▶ _Records_:
--- START ---

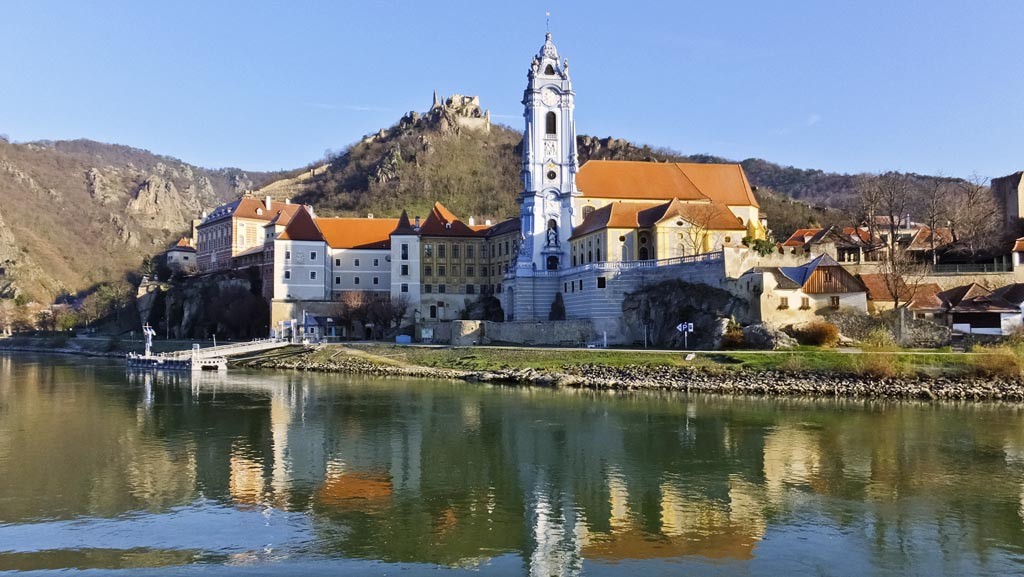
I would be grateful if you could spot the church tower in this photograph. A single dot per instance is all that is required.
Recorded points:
(549, 164)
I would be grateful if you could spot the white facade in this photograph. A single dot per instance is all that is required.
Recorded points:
(406, 272)
(549, 164)
(300, 271)
(360, 270)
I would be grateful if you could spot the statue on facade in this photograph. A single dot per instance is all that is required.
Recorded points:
(552, 233)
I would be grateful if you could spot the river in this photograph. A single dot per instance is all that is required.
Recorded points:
(294, 474)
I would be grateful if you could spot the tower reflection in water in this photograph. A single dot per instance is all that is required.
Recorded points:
(459, 476)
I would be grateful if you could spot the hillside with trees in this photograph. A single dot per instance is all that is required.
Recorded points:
(79, 213)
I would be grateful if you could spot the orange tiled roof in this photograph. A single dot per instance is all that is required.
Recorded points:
(725, 183)
(248, 207)
(642, 215)
(302, 228)
(357, 233)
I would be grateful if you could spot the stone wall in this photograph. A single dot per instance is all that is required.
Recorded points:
(544, 333)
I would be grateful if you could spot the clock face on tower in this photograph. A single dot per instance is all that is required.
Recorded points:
(549, 97)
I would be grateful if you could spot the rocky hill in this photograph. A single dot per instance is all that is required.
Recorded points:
(77, 213)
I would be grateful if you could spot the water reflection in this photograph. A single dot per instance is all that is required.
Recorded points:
(145, 470)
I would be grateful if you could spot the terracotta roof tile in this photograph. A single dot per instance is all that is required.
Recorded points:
(302, 228)
(725, 183)
(441, 222)
(357, 233)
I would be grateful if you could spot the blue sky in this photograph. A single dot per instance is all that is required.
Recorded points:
(841, 85)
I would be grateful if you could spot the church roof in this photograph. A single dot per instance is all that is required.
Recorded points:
(643, 215)
(725, 183)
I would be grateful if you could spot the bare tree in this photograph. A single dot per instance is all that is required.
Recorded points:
(901, 275)
(974, 216)
(700, 218)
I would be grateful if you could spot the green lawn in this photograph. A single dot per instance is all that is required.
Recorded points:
(881, 363)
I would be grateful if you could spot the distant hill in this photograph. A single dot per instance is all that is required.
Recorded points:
(475, 171)
(77, 213)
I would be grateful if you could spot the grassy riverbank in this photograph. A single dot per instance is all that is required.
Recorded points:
(1005, 361)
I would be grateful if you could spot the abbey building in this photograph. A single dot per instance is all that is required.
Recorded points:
(585, 237)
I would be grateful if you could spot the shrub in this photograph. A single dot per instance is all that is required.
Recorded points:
(880, 338)
(881, 366)
(817, 333)
(733, 338)
(995, 361)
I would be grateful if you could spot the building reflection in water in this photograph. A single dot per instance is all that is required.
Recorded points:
(456, 475)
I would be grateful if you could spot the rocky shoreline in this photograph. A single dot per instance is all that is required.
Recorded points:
(684, 379)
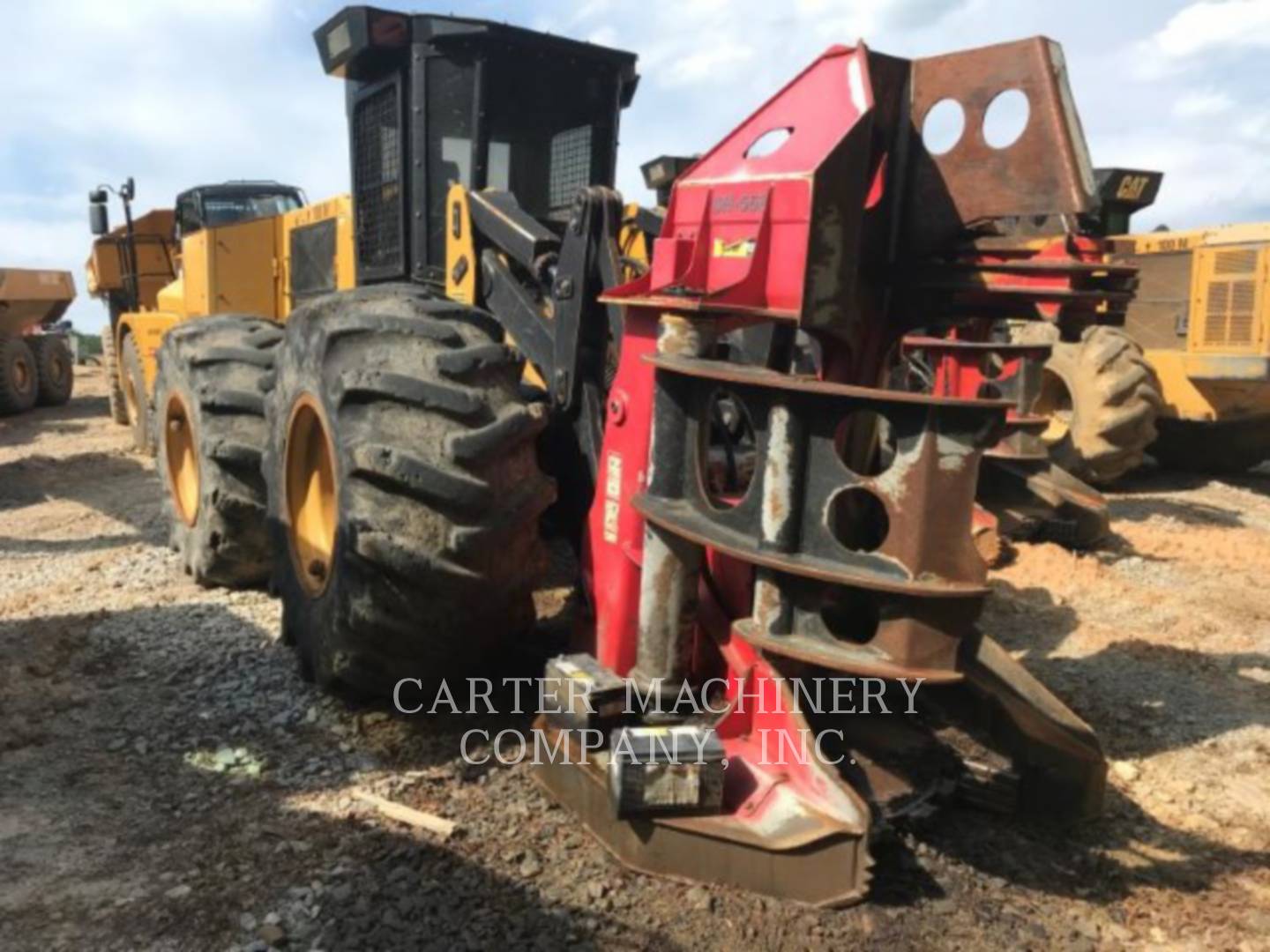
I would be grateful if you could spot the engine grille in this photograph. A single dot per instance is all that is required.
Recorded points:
(1231, 302)
(571, 165)
(377, 181)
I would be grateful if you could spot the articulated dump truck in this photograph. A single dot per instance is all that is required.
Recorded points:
(36, 365)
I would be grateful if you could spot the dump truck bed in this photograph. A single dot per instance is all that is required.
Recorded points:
(31, 297)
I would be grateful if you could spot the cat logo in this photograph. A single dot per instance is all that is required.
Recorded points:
(1132, 187)
(742, 248)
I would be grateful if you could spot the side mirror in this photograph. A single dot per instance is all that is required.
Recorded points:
(98, 219)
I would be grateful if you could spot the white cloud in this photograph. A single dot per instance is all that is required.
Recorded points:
(1206, 103)
(1209, 26)
(187, 92)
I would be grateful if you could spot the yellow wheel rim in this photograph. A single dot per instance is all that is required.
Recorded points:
(182, 458)
(130, 394)
(22, 375)
(310, 494)
(1056, 403)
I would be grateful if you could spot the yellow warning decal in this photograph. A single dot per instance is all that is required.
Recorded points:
(742, 248)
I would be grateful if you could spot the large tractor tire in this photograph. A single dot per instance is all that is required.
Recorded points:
(1102, 400)
(55, 368)
(113, 387)
(404, 489)
(136, 398)
(18, 376)
(210, 407)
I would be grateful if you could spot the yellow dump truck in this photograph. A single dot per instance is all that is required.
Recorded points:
(248, 249)
(36, 365)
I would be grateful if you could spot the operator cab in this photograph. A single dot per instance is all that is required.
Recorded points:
(435, 100)
(233, 202)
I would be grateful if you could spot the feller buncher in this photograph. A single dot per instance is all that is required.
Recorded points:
(36, 365)
(739, 524)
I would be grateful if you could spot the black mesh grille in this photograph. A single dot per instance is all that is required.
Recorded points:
(571, 164)
(377, 179)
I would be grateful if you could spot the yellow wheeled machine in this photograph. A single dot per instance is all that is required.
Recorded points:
(196, 299)
(36, 366)
(1188, 376)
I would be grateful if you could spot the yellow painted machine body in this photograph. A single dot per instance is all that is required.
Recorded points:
(265, 267)
(1201, 315)
(32, 297)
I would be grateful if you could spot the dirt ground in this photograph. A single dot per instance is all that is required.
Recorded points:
(168, 782)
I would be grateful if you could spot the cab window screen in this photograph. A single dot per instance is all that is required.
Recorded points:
(449, 86)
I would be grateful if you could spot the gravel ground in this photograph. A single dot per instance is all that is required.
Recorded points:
(167, 781)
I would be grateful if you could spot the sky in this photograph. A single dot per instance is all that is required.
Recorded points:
(183, 92)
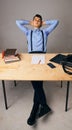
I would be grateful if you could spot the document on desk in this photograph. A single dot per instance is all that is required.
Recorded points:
(38, 59)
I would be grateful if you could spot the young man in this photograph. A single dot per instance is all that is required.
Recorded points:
(37, 43)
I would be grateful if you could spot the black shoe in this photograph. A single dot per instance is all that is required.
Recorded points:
(44, 110)
(32, 118)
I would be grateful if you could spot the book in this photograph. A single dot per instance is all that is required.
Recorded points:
(38, 59)
(11, 58)
(58, 58)
(9, 52)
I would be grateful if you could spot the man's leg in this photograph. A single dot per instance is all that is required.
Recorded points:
(39, 99)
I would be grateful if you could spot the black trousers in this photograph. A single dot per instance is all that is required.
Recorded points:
(39, 95)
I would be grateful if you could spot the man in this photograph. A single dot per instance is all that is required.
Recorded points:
(37, 43)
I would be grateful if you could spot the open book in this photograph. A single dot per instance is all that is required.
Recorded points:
(10, 55)
(38, 59)
(11, 58)
(10, 52)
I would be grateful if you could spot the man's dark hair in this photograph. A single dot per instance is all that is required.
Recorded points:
(39, 16)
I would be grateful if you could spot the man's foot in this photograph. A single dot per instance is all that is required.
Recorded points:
(32, 118)
(44, 110)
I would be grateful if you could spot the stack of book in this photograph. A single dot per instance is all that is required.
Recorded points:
(10, 55)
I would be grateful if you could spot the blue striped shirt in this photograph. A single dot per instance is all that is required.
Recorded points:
(37, 38)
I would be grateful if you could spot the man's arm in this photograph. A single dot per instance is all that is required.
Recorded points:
(51, 25)
(21, 23)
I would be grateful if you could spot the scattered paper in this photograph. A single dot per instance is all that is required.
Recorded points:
(38, 59)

--- END ---

▶ _The task_: Lines holding the word "tower" should be copied from the entries above.

▶ _Solution for this exercise_:
I would be grateful if you could spot the church tower in this photograph. A single dot per instance is all that is required.
I would be grateful if you could spot the tower reflection in water in this photograph. A single dot per instance is all that is required.
I would be grateful if you could spot the clock face on tower in this photograph. A single dot per instance is all that is required.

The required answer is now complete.